[Begin Source document]

Elements of the employee benefit package will have to be amended to ensure that each group of employees receives a fair deal, Butler says. For example, workers with earlier retirement ages will have to contribute more towards their retirement savings to achieve a reasonable benefit target. This in turn may require another part of the benefit package, such as group life assurance, to change to ensure that their take-home pay remains sufficient.

Once the job categories that will allow for later retirement ages have been identified, employers can consider the extent to which they can accommodate ageing employees.

“For certain jobs, small adjustments to the work environment could keep an employee productive for longer, but the employer would need to drive these changes,” Butler says.

Given that each worker and workplace is different, employers will have to use their judgment and experience when deciding how late to extend the retirement age, Butler says.

Most international experts believe that 75 is the maximum retirement age.

However, a more modest extension of the retirement age may be all that is required to enhance employees’ financial security in retirement. Extending the retirement age by just two years, from 65 to 67, can boost a pension in rand terms by 17 percent to 30 percent, depending on factors such as contribution rates, the size of the member’s fund credit and the member’s current age.

It may be important to introduce changes slowly to ensure employee support and to avoid economic shocks.

An alternative strategy may be to allow employees to retire gradually by reducing their working hours over a period of phased retirement. This strategy has the additional benefit of cushioning the potential psychological blow of retirement.

However, if phased retirement is granted at the employer’s discretion, it can be extremely difficult for fund members to plan for their retirement.

Properly structured phased retirement of employees should not adversely affect profitability of companies, Butler says.

BIGGER TAX INCENTIVES FOR SAVERS

From next year, you will be allowed to deduct from either your employment income or your taxable income, whichever is higher, 22.5 percent of your retirement fund contributions if you are under the age of 45 or 27.5 percent if you are 45 or older.

But when calculating how much you will be able to claim as a deduction, you must add your contributions to those of your employer, which include your employer’s contributions to pay for administration and provide group life assurance attached to your pension fund.

Super-earners who are under 45 and earn more than R1.1 million a year will be limited to R250 000 in what they can claim as a retirement-funding deduction from taxable income, while anyone aged 45 or older who earns more than R1.09 million a year will be limited to a deduction of R300 000.

Despite these restrictions, most people, even high earners, will be able to deduct more from their taxable income and save more than they can now. For example, a 45-year-old self-employed person with a taxable income of R1 million can currently claim a maximum deduction of R150 000 to a retirement annuity (RA) fund. This will almost double to R275 000.

Based on the results of the 2012 Sanlam Benchmark Survey, employers on average contribute 10.24 percent of their employees’ salary to retirement fund savings and members contribute 5.96 percent. This gives a total contribution of 16.2 percent, and it includes the cost of group risk benefits and administration.

[End Source document]

*Task 1*:
List every rand amount that appears in the retirement savings article.
*Task 2*:
What do most international experts believe is the maximum retirement age, according to the retirement savings article?
*Task 3*:
Carry on the retirement savings article from its last sentence with a few more paragraphs in the same style.

[Begin Records provided]

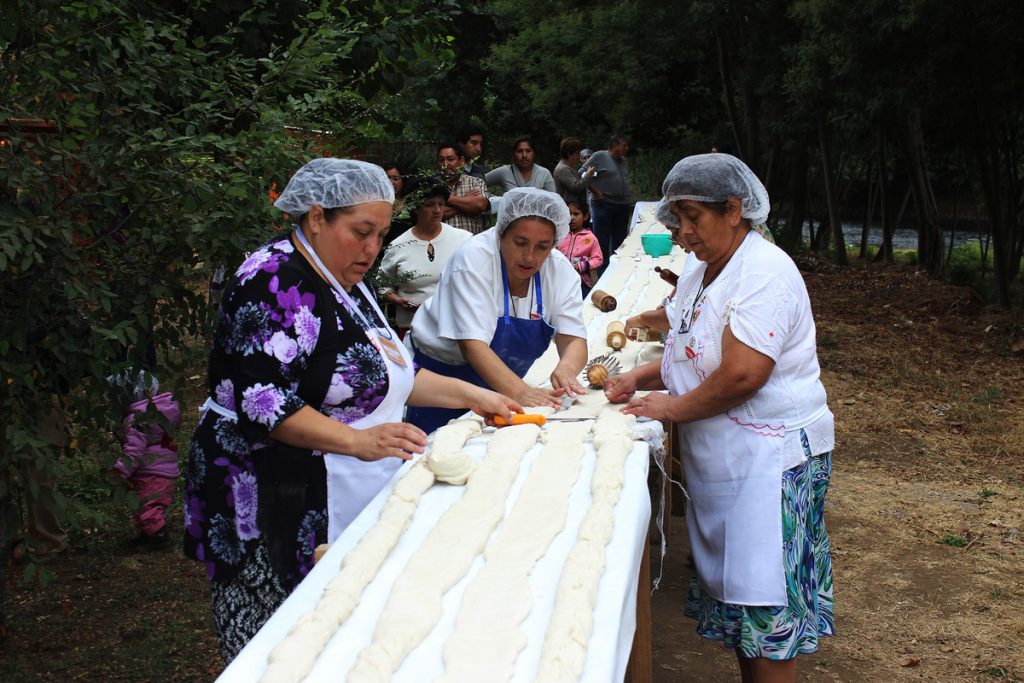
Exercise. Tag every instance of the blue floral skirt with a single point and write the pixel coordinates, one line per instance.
(782, 632)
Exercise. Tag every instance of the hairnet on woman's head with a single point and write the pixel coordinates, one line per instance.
(333, 183)
(715, 177)
(521, 202)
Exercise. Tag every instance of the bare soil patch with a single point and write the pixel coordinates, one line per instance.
(925, 514)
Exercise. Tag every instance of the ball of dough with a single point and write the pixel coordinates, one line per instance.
(451, 466)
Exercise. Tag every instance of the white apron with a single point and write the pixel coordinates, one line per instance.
(351, 482)
(733, 469)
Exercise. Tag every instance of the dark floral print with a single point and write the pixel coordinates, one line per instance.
(284, 340)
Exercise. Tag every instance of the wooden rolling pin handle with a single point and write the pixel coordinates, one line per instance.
(616, 335)
(603, 300)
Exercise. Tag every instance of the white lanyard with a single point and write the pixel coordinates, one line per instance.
(337, 286)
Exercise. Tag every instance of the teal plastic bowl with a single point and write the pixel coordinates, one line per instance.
(656, 244)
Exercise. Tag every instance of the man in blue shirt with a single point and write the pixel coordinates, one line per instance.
(612, 202)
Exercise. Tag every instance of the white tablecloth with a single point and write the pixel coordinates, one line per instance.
(614, 619)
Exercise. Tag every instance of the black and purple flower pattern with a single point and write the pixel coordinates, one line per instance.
(270, 325)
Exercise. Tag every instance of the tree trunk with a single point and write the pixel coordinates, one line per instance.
(931, 250)
(725, 71)
(885, 201)
(830, 199)
(868, 215)
(793, 233)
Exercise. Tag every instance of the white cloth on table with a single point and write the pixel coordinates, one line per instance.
(469, 300)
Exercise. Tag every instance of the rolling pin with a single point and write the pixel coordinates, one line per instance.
(667, 275)
(603, 300)
(616, 335)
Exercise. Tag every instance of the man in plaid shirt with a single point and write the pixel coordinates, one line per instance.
(470, 199)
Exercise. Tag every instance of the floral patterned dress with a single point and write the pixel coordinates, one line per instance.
(284, 339)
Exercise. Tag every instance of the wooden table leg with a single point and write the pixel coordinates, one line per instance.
(640, 669)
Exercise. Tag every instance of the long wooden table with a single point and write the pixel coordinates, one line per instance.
(621, 644)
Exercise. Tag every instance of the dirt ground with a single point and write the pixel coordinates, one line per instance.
(925, 514)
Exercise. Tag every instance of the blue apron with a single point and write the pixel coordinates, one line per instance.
(518, 342)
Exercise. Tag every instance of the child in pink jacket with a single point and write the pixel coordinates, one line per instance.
(150, 456)
(581, 246)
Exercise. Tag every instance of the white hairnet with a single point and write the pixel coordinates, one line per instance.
(333, 183)
(520, 202)
(716, 177)
(664, 215)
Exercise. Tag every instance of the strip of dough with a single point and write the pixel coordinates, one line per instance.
(443, 557)
(294, 656)
(564, 650)
(486, 638)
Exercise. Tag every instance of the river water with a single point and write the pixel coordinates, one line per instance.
(902, 238)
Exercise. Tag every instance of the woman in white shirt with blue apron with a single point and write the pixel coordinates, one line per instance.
(502, 298)
(756, 433)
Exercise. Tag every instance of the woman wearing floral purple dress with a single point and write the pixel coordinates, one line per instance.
(307, 388)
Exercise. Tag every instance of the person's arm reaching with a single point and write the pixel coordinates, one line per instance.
(497, 375)
(742, 373)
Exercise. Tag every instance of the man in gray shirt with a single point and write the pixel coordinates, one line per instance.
(611, 208)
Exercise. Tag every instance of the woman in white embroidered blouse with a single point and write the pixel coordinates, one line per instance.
(756, 433)
(415, 260)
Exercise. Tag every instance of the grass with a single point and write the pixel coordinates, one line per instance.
(965, 267)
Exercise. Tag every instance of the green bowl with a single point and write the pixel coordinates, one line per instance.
(656, 244)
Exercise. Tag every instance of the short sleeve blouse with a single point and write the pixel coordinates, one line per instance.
(284, 339)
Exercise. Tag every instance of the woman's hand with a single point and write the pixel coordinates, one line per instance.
(487, 403)
(567, 382)
(620, 388)
(655, 406)
(391, 439)
(535, 396)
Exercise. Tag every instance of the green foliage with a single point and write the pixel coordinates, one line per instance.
(139, 150)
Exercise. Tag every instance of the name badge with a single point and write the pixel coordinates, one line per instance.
(391, 350)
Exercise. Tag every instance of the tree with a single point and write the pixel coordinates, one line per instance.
(138, 151)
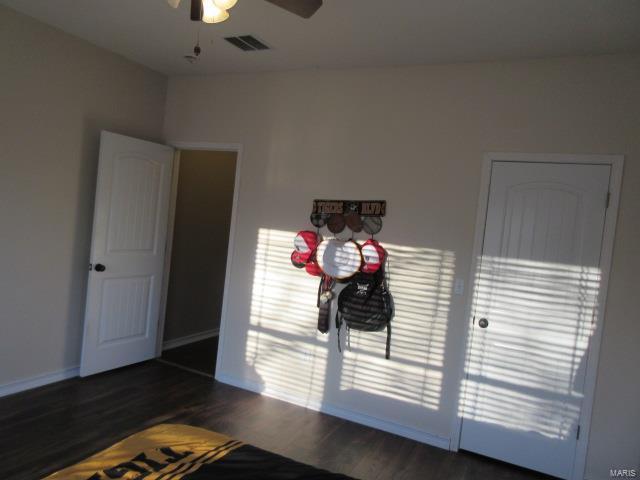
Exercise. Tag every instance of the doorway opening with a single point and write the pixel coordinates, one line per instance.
(195, 267)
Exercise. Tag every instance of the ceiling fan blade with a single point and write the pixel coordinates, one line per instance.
(196, 10)
(302, 8)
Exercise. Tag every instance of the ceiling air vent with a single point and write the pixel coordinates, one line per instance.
(248, 43)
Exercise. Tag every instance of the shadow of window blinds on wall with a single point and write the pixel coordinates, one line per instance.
(285, 349)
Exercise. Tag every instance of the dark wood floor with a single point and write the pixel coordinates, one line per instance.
(199, 356)
(51, 427)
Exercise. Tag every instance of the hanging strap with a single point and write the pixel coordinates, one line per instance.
(338, 327)
(388, 352)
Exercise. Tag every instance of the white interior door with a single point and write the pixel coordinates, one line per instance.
(535, 303)
(127, 253)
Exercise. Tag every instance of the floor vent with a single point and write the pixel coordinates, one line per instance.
(248, 43)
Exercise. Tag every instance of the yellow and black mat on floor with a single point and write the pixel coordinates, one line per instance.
(182, 452)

[End Records provided]

*Exercise output 1*:
R1.1 million, R250 000, R1.09 million, R300 000, R1 million, R150 000, R275 000

*Exercise output 2*:
75

*Exercise output 3*:
Danie van Zyl, head of guaranteed investments at Sanlam Structured Solutions, says this means that Average Joe, contributing a total of 16.2 percent of his pensionable income, is quite a bit below the deduction threshold of 22.5 percent (and much lower than the 27.5-percent threshold for those over 45). Therefore, if Average Joe is under 45, he could save an extra 6.3 percent of his annual income for retirement. If he is over 45, he could save an extra 11.3 percent.

Currently, you are allowed to claim the following retirement-funding contributions as a tax deduction:

* 7.5 percent of your pensionable income (normally, your basic pay excluding allowances and bonuses) to an occupational retirement fund. Your employer can claim a maximum of 20 percent of your pensionable salary as a deduction from taxable income contributions to employee benefits.

* 15 percent of your total taxable income (excluding capital gains), less pensionable income, to an RA fund.

THE EARLIER YOU RETIRE, THE LOWER YOUR PENSION

The most important factors that will affect how much you will receive as a guaranteed pension for life are your age, your gender and interest rates. Your age and gender determine how long a life assurance company expects to have to pay you a pension. The shorter the period, the more you can expect to receive.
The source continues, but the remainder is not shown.